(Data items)
↓

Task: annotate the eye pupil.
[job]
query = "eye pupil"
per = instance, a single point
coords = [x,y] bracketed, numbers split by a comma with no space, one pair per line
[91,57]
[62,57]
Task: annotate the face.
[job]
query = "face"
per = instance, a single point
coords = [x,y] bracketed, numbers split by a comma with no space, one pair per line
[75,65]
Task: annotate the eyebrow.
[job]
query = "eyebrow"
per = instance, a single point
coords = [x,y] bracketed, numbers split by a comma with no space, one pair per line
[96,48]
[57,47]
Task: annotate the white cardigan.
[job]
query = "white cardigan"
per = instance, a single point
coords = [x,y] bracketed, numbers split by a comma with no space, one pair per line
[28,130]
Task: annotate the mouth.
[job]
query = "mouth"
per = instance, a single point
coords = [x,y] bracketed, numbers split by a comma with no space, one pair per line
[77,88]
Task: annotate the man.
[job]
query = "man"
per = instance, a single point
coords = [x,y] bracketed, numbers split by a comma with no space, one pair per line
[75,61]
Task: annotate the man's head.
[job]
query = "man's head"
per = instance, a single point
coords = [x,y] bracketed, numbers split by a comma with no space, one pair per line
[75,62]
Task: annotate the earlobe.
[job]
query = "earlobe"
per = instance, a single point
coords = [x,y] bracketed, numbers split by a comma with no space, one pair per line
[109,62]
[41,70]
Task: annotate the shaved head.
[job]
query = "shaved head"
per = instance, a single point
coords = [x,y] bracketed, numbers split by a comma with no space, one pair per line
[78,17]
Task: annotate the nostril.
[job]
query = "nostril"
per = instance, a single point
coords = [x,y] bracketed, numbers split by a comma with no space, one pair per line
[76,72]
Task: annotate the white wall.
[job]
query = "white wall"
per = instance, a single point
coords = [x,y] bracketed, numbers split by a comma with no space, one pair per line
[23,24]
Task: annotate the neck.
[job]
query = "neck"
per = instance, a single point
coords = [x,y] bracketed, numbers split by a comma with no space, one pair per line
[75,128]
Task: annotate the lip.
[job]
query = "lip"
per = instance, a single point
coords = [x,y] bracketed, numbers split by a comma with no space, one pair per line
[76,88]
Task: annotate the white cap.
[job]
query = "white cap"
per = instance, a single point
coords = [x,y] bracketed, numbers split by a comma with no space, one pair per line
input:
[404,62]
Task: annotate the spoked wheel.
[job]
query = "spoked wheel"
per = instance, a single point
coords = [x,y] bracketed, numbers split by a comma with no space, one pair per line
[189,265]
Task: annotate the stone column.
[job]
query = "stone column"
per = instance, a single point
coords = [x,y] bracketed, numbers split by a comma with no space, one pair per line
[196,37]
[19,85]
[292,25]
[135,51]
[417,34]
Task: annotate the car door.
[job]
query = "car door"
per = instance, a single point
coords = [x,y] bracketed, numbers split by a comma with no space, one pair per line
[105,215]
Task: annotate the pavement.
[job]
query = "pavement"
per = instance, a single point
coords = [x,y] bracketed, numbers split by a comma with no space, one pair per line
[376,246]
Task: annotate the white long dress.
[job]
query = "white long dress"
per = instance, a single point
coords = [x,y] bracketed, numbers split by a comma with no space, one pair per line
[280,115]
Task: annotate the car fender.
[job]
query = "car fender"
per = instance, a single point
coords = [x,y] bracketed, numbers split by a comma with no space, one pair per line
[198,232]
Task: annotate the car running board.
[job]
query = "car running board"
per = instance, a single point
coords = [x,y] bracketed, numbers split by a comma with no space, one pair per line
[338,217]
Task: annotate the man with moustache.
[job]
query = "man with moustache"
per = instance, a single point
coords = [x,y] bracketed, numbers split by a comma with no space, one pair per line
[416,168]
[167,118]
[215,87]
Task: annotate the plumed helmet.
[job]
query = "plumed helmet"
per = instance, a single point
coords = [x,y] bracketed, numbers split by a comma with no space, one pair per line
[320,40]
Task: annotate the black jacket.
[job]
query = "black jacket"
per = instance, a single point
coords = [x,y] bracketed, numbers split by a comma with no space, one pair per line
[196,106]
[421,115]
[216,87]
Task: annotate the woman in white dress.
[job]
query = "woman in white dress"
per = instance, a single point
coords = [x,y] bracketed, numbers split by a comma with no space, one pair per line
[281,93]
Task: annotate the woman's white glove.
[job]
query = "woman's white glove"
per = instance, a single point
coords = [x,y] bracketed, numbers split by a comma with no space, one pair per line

↑

Repeat only the stretch of lines that begins at the line containing "Task: annotate the stone column." and ends at the last line above, both included.

= Reply =
Task: annotate the stone column.
[job]
query = "stone column"
per = instance, a single point
coords = [x,y] bracketed, numbers split by a comma with no space, one pair per line
[196,37]
[19,85]
[292,25]
[135,51]
[417,34]
Task: annotate the car door.
[job]
query = "car door"
per = instance, a single point
coords = [x,y] bracketed, numbers split by a comma with no space, one pair per line
[105,215]
Task: annotate the pavement.
[job]
query = "pavement"
per = instance, a single point
coords = [x,y] bracketed, numbers split by a comma with no space, one pair per line
[376,246]
Task: annotate the white long dress.
[job]
query = "white long dress"
per = instance, a single point
coords = [x,y] bracketed, numbers split by a comma with no space, one pair per line
[280,115]
Task: annotate the car fender.
[job]
query = "car fender"
per = instance, a single point
coords = [x,y] bracketed, numbers split by a comma with no space, one pair per line
[198,232]
Task: annotate the car running board.
[job]
query = "car running board"
per = instance, a single point
coords = [x,y] bracketed, numbers split by a comma with no space, one pair per line
[338,217]
Task: annotate the man with moustache.
[job]
query = "man with moustache"
per = instance, a single point
coords = [x,y] bracketed, numbers split by a comma with no space, one pair per line
[416,168]
[167,118]
[215,87]
Task: annotate the plumed helmet.
[job]
query = "plumed helmet"
per = instance, a single point
coords = [x,y] bracketed, numbers split by a comma with no space, one pair per line
[320,40]
Task: annotate the black jacket.
[job]
query = "black jacket"
per = instance, a single point
coords = [x,y] bracketed, numbers split by a comma with no space, one pair per line
[196,106]
[421,115]
[216,87]
Task: annotate the woman in white dress.
[job]
query = "woman in white dress"
per = instance, a single point
coords = [x,y] bracketed, numbers split by a comma with no space, one pair per line
[281,93]
Task: annotate the woman's white glove.
[job]
query = "woman's white glove"
per = instance, a single point
coords = [x,y] bracketed, numbers split by a comma with no space, one pair per line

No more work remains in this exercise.